▶ **Short task A**: According to the film article, on what date was the film released domestically?
▶ **Short task B**: Tally the lines in the records that contain the string "bouquet", and give only the number.

▶ **Supplied text**:
========

Mag-ingat Ka sa... Kulam () or Kulam is a Filipino fantasy- horror film co-written and directed by Jun Lana and starring Judy Ann Santos and Dennis Trillo. It is produced and released by Regal Films as part of their year-long 48th anniversary celebration. The film was released domestically on October 1, 2008.
The film is about a married woman who starts behaving unpredictably as she recovers from a terrible car accident.

Mag-ingat Ka sa... Kulam is the first film among others to be officially released without charge on YouTube by Regal Entertainment, on May 2, 2020.

Plot
Ever since Mira (Judy Ann Santos) woke up from a car accident, she started seeing things that she could not explain. She felt paranormal activity is occurring inside their house. Although she could not remember anything that happened before the accident, Dave came to her house and explained to her that she was supposed to leave her husband, Paul and elope with him. Dave told her that she loved him and she trusted a secret to him. Mira learned that Paul had another lover before which caused their relationship to deteriorate. Even her blind child, Sophie seemed aloof and is scared of her. She started to patch things up between her and her family but she could not forget what Dave told her about trusting him her secret.
Mira called up Dave to meet him and Dave explained to her the secret she seemed to have forgotten. Dave told her how she had a twin sister named Maria that she left in a mental institute because she had been insane since their mother's death. Mira and Dave went to the mental institute to see Maria, but she committed suicide a month back and since no one claimed her body, they took the corpse to a university for study. She told Paul about this which surprised him, all along not knowing that Mira ever had a twin sister. Paul called the university to claim the corpse and then had it cremated.

Mira and Paul's daughter, Sophie, underwent an eye transplant. Sophie was so excited to see the upcoming eclipse as this is her first time to see again since she got blind. The moment she opened her eyes, she saw a woman standing behind her mother and the people around were wondering who she was seeing since no other people were there.

Paul and Mira could no longer take the paranormal activity so they decided to consult a medium to help them. The old medium told Mira and Paul that a powerful spell is to acquire a physical body on the eclipse when all spirits is at their most powerful. The medium found a doll which he called "antiguar", a powerful device that the bad spirit can use to let itself remain in this world.
On the night of the eclipse, Sophie and Paul were watching the phenomenon when Paul caught a glimpse of something white approaching them. It was Maria's body. He took Sophie inside the house and in her room, he found a tape which when he played in Sophie's video cam recorder, he saw it was recorded by Mira for him. The video showed Mira videotaping herself before the car accident she went through. Mira was saying in the tape how Paul could fight Maria. In the room where Mira was, her body became that of Maria. The twist was then revealed. It was Maria who came back from the car accident and it was Mira who died in the asylum and got cremated. Mira had been dead all along and it was Maria who used her body to come back to the world and take vengeance against Mira through her family.

========

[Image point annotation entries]
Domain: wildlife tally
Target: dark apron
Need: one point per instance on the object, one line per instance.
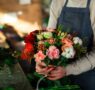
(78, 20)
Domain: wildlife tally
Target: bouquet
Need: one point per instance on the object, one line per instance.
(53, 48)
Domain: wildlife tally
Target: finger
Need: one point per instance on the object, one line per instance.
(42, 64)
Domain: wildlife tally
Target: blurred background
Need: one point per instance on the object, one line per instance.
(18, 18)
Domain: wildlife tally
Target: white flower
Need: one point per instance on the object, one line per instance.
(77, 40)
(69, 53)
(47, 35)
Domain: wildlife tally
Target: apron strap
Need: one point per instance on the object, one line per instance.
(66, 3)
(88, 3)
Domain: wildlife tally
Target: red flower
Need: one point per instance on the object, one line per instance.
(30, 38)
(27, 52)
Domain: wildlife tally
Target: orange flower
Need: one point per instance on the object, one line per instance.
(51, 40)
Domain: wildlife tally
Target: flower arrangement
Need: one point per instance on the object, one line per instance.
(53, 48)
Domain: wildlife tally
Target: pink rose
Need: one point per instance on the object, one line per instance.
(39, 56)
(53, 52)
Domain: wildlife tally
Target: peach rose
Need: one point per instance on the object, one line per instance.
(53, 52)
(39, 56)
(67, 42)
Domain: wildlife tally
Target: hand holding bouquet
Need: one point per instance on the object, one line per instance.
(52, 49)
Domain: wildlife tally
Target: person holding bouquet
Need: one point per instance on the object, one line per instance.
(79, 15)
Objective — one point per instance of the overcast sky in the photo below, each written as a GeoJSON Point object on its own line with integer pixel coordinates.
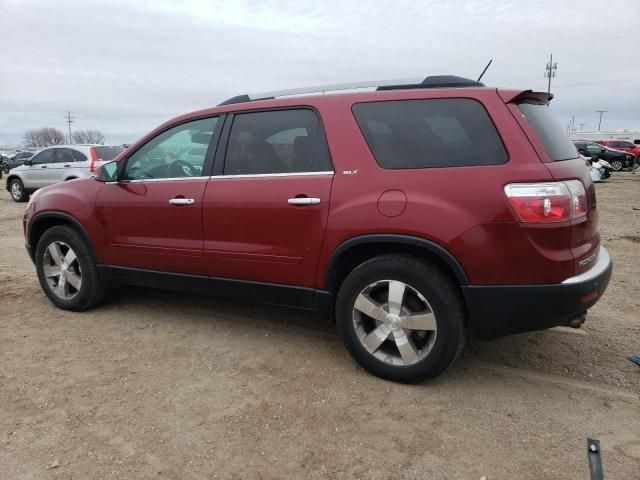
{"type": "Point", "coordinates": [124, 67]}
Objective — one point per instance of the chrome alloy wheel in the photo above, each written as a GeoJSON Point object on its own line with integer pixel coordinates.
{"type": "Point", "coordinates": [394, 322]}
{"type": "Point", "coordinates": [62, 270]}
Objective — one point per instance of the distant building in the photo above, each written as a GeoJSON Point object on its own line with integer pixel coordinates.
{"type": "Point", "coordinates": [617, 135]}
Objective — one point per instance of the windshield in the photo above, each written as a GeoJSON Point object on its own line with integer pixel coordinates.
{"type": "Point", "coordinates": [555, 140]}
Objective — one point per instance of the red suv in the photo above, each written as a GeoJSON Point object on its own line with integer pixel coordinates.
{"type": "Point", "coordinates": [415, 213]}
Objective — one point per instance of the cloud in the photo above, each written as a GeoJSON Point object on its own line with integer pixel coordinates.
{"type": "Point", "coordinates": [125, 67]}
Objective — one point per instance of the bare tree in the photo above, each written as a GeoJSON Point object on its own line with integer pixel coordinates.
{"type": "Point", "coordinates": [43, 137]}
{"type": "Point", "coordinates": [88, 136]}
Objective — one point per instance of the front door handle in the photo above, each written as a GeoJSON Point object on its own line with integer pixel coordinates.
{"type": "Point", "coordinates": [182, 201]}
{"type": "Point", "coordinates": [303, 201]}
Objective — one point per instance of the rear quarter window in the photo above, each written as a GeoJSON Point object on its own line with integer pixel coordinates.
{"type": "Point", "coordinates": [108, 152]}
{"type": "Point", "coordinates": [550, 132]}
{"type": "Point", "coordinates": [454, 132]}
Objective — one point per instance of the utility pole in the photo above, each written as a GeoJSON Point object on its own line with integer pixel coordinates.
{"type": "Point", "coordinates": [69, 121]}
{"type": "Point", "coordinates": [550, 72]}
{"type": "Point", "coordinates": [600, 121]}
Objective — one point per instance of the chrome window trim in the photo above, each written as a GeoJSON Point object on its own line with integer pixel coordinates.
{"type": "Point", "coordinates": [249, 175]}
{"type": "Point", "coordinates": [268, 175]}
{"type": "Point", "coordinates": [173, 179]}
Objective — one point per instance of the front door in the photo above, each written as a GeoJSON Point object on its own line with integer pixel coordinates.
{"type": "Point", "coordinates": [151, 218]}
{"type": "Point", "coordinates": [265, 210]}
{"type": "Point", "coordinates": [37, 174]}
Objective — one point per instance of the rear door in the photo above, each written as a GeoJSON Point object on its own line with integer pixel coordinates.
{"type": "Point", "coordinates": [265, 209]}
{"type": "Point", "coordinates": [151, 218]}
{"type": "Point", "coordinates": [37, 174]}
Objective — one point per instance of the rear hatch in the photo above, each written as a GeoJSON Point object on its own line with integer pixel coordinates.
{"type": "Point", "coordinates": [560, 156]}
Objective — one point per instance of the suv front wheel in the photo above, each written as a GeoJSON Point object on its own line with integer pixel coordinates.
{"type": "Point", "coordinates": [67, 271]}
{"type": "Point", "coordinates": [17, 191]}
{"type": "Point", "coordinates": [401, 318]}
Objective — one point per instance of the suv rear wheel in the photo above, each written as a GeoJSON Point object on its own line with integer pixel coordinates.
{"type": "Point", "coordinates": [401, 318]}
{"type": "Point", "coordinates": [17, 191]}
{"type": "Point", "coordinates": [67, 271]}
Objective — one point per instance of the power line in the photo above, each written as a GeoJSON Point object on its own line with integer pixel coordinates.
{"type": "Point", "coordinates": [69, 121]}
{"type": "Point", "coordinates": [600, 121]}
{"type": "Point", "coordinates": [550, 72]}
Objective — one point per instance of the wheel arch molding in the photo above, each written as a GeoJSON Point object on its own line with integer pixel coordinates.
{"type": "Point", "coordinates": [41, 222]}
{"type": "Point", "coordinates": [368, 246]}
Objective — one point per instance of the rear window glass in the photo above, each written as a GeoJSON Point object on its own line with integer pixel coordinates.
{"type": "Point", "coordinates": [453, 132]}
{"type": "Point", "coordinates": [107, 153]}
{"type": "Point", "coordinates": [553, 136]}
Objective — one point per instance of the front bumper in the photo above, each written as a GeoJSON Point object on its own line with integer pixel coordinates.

========

▶ **Full solution A**: October 1, 2008.

▶ **Full solution B**: 3